(Natural language region descriptions)
Start of Block

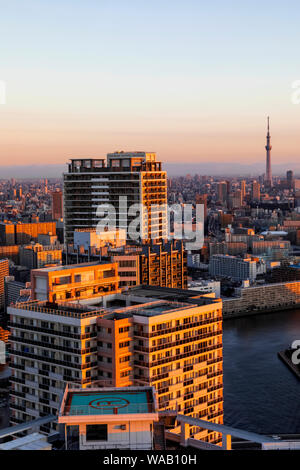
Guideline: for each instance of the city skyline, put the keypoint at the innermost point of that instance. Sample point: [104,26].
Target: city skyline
[120,86]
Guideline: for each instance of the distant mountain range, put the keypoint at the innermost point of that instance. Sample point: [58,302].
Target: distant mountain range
[173,169]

End of Block

• Instructions to follow
Find "Target: city skyline" in the entries above, then repeat its line and all lines after it exactly, down to the last line.

• Exercise response
Target: city skyline
[120,86]
Guideline: for each instance of the distant mountain range, put the keypoint at the innermost point of that instance. Sample point: [58,302].
Target: distant mountain range
[173,169]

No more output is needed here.